* CHECK YOUR UNDERSTANDING
1/ According to the passage on cardiac and pulmonary rehabilitation audits, in what year was the previous OIG audit of cardiac rehabilitation conducted?
2/ List every organization or agency that the passage on cardiac and pulmonary rehabilitation audits refers to by an acronym.
3/ Continue the passage on cardiac and pulmonary rehabilitation audits from its final sentence.

___ DOCUMENT TEXT ___

Be aware that the OIG does not necessarily follow through on all audits included in the Work Plan but we want you to be aware.
A previous OIG audit of cardiac rehabilitation, mentioned in the above link, was conducted in 2015. It reviewed one hospital in New Jersey (https://oig.hhs.gov/oas/reports/region2/21401013.pdf). A significant number of deficiencies in both CR and PR programs in that institution were identified by the OIG.
A weekly subscription entitled Report on Medicare Compliance published by a commercial company, Health Care Compliance Association (HCCA), included an article that discussed Medicare/MAC audits of CR/PR and lessons learned. The content of the article reflects their interpretation and while there is some helpful advice in the article, AACVPR tells us that they offer the following clarification to CR and PR programs on these points from the article:
The PR Medicare provision (42 CFR 410.47) is correctly cited, stating that patients with moderate to very severe COPD (stages II-IV), are eligible for PR. There are inaccurate references to eligibility for patients with “moderate to severe” COPD elsewhere in the article.
Some PR programs document the CMS requirement for direct contact in PR with a physician signature on the monthly ITP that states, “I have seen this patient and I …” The article proposes adding a separate physician note in the chart specific to the initial direct contact and with every 30-day direct contact. This suggests one more form for documentation that is burdensome for programs and for the physician (work not billable by the physician). The ITP is the document CMS requires for documentation that can adequately serve this purpose.
The advice regarding staffing recommendations is concerning to NCCRA and AACVPR. Keep in mind that staffing ratios and personnel credentials may be subject to individual state laws. However, the current Medicare provisions for CR/PR and CMS’ response to public comments were published in the Federal Register in 2009. It is clear that CR/PR are multidisciplinary services.

___ RECORDS SUPPLIED ___

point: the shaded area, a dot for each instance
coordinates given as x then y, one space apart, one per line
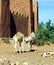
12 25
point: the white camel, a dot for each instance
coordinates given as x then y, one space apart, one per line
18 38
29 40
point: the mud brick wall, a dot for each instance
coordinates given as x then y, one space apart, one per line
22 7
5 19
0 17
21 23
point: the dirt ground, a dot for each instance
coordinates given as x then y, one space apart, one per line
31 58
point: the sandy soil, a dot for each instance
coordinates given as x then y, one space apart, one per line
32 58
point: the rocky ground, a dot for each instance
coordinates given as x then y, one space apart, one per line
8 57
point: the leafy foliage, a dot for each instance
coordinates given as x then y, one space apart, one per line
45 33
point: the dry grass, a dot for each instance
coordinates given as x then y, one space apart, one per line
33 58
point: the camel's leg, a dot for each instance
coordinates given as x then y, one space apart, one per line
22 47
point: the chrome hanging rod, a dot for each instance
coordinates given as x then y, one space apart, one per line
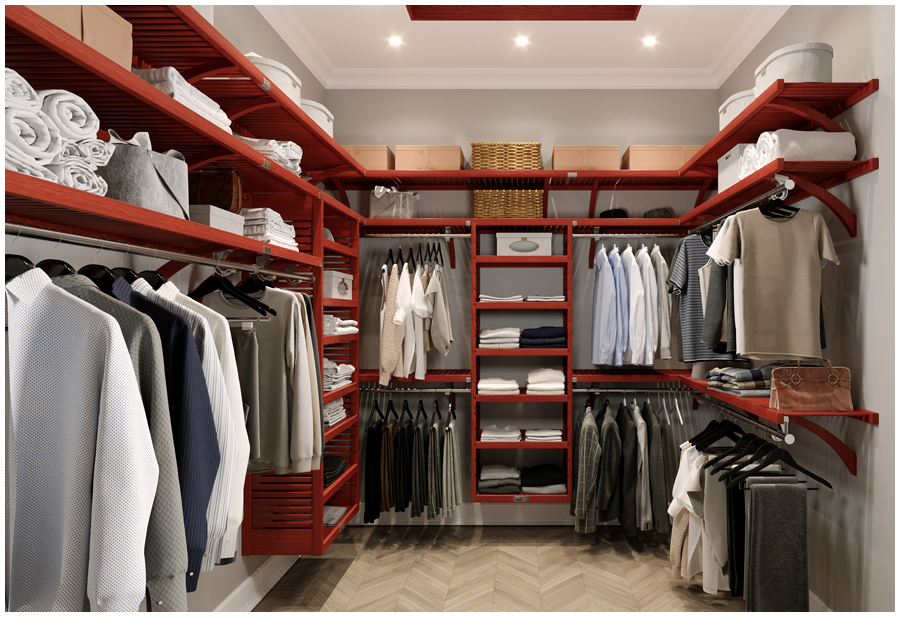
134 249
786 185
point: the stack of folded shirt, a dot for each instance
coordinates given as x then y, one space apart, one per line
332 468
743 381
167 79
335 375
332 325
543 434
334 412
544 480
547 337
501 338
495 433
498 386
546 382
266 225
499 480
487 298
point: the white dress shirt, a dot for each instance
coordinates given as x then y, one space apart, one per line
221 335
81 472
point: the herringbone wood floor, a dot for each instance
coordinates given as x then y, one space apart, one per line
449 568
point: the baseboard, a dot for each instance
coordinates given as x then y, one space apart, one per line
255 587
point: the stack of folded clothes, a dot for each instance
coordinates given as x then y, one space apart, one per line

___
___ RECORDS SUPPLIED ___

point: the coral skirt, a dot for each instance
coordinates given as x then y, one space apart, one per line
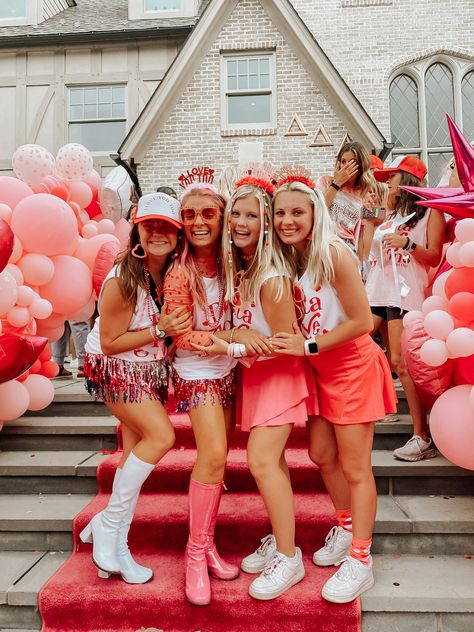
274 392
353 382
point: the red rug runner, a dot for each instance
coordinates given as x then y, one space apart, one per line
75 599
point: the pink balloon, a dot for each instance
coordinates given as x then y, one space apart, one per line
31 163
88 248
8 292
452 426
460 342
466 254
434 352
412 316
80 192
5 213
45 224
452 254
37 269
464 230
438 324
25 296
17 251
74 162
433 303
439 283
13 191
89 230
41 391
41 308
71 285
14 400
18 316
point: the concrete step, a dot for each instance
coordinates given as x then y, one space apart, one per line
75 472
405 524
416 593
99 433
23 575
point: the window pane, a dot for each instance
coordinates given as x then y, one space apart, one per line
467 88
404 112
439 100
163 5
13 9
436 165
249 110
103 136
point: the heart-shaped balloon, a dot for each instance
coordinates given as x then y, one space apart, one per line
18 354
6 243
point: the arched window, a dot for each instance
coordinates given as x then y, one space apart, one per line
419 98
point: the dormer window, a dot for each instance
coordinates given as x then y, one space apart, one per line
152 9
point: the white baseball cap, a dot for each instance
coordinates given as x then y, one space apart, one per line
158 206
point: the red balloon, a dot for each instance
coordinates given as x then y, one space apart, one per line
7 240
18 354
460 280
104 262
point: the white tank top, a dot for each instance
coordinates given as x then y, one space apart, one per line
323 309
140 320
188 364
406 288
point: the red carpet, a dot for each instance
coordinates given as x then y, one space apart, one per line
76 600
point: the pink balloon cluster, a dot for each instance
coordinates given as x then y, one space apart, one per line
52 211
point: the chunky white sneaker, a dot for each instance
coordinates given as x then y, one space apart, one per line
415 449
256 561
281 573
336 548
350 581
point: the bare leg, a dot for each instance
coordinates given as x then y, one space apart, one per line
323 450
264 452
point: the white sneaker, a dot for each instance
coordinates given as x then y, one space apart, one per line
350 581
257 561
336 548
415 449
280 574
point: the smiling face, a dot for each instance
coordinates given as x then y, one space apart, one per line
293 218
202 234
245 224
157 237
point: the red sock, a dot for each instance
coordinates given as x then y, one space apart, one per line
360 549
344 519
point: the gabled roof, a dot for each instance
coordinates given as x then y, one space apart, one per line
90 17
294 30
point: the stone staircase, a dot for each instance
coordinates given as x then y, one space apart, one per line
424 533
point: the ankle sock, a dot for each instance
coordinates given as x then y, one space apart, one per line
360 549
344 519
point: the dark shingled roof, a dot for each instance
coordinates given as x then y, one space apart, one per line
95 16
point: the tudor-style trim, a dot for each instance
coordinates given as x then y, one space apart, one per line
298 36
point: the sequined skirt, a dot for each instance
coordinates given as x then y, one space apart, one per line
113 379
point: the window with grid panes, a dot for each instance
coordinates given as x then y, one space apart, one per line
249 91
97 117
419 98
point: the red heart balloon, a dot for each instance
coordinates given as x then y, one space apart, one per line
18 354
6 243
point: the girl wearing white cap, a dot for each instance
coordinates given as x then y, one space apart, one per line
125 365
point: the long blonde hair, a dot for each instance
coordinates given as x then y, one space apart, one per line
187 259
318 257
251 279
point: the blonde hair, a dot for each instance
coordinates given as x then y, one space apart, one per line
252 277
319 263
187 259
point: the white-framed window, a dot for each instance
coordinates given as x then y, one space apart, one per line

___
___ RECORDS SUPPLIED ___

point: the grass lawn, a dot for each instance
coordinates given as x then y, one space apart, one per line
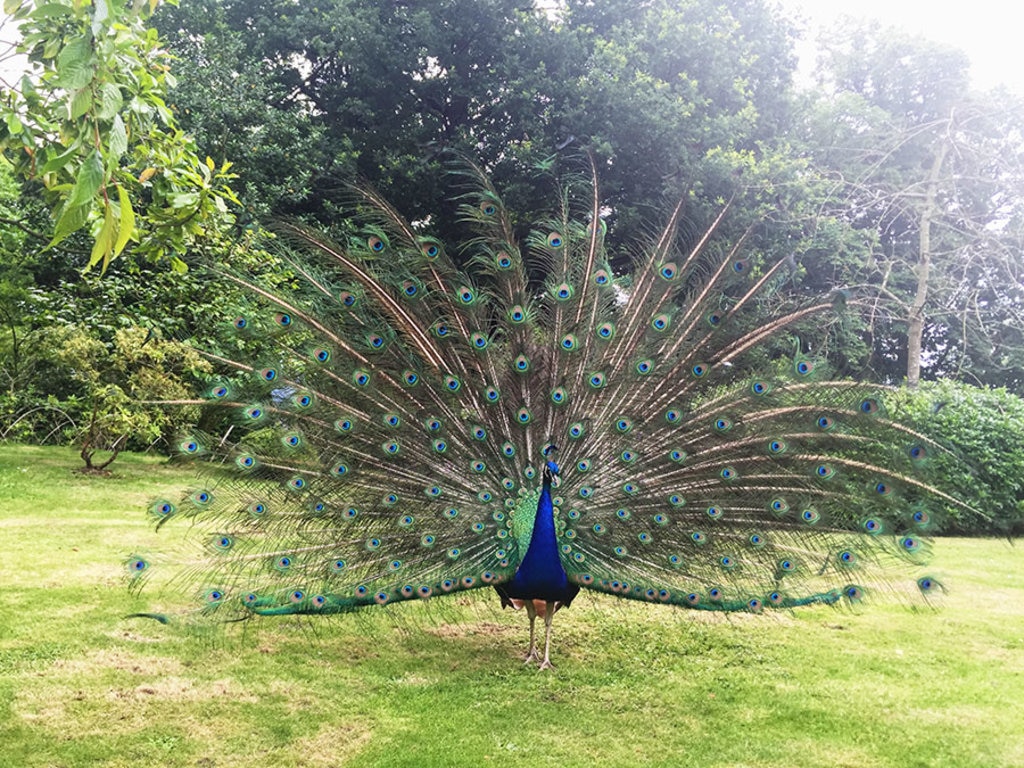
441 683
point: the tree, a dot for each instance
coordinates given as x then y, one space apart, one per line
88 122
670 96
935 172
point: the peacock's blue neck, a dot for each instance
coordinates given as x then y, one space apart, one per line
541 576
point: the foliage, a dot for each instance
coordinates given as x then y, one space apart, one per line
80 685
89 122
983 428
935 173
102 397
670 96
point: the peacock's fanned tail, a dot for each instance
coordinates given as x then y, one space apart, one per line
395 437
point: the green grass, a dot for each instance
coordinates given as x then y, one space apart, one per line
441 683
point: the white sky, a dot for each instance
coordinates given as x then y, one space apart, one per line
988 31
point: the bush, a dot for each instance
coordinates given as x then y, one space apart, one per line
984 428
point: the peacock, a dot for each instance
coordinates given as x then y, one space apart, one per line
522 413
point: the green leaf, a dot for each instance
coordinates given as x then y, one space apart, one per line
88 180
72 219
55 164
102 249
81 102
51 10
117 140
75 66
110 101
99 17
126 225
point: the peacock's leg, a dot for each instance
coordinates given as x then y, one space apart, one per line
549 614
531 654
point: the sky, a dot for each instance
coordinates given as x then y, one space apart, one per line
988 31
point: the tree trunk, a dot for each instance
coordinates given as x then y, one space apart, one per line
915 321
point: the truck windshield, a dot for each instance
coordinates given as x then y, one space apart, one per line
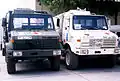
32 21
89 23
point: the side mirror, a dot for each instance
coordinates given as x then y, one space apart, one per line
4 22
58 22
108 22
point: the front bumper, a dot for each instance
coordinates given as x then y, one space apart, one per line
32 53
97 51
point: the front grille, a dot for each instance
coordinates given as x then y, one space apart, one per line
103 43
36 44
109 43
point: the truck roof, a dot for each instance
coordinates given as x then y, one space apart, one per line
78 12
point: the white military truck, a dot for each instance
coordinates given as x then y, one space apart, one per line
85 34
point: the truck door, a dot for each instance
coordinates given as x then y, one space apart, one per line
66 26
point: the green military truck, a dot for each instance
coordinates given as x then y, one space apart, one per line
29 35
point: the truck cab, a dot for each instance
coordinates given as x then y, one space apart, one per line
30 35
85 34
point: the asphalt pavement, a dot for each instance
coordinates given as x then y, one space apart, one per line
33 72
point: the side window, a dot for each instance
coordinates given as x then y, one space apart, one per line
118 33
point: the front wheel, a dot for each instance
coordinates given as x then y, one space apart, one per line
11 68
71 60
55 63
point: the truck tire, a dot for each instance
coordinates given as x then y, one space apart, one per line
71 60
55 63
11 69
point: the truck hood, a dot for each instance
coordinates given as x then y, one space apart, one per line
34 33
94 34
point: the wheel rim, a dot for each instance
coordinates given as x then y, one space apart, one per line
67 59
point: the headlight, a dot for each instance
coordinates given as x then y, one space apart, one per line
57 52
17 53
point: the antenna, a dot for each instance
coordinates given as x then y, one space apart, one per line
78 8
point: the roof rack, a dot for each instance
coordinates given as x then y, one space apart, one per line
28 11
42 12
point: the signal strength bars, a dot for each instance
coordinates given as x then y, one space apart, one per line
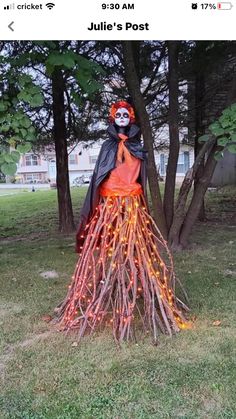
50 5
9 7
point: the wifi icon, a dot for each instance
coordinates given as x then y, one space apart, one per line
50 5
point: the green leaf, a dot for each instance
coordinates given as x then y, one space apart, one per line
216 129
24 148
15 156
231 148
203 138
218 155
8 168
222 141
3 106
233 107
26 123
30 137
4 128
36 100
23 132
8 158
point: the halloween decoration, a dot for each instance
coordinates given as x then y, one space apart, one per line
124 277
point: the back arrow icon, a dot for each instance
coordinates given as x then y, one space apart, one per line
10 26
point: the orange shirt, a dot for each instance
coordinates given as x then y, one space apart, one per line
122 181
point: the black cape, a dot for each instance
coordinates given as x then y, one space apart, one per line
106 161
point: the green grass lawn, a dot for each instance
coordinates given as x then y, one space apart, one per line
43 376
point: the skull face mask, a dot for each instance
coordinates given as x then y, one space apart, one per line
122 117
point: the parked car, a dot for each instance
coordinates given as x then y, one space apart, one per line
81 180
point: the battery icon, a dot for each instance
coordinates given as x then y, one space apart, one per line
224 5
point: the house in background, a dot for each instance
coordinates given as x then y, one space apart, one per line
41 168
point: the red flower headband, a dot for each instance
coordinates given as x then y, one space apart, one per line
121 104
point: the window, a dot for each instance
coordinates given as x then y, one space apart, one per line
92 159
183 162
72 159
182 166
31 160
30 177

___

* RESULTS FOR THE EXERCISE
1/ 2015

2/ OIG, HCCA, AACVPR, NCCRA, CMS, MAC

3/
From Federal Register, Vol. 74, No. 226, November 25, 2009:
pg 61877: “…may be part of the multidisciplinary team working with CR and ICR patients…”
pg 61880: “A PR program is typically a multidisciplinary program…”; “The plan is developed by a physician in conjunction with the interdisciplinary team.”
pg 61884: “Given that various individuals, acting under the supervision of a physician, can make up the PR multidisciplinary team…We believe these evaluations and individualized treatments are part of the PR, CR, or ICR program for those beneficiaries who need them. As such, we believe they should be conducted by one or more members of the multidisciplinary team of the CR, CR, or ICR program with the appropriate expertise.”
From Federal Register, Vol. 74, No. 223, November 20, 2009:
pg 60567: “We believe these evaluations and individualized treatments are part of the PR, CR, or ICR program…should be conducted by one or more members of the multidisciplinary team of the PR, CR, or ICR program with the appropriate expertise.”
In fact, it is the multidisciplinary nature of CR and PR that strengthens the quality of the service provided to patients with many co-morbidities and educational needs. Each program director should strive to hire staff with the goal of having a well-rounded team. Local and institutional resources are unique to each program.
It is significant to point out that since the 1970’s when CMS (then HCFA) began covering and reimbursing for CR (and PR in 2010), neither CMS nor any MAC or auditor has questioned the qualifications of staff beyond the expectation for “qualified personnel” and CMS provides no further definition beyond that.
With the goal of identifying elements that would constitute “qualified staff”, AACVPR offers a voluntary professional certification (CCRP) for cardiac rehabilitation practitioners and a joint AARC/AACVPR certificate for pulmonary rehabilitation practitioners. There are over 900 CCRPs and this is a “preferred qualification” for CR practitioners, as outlined in the AACVPR Guidelines for Cardiac Rehabilitation and Secondary Prevention Programs (Human Kinetics, 2013). These certifications were developed from published core competencies and guidelines.
AACVPR also offers a voluntary program certification program that is based on scientific evidence, core program components, and regulatory compliance. CR and PR programs that have achieved and maintained certification status as well as rehabilitation programs that continually strive to incorporate current and best practices should be well prepared to face the rigors of an audit with confidence.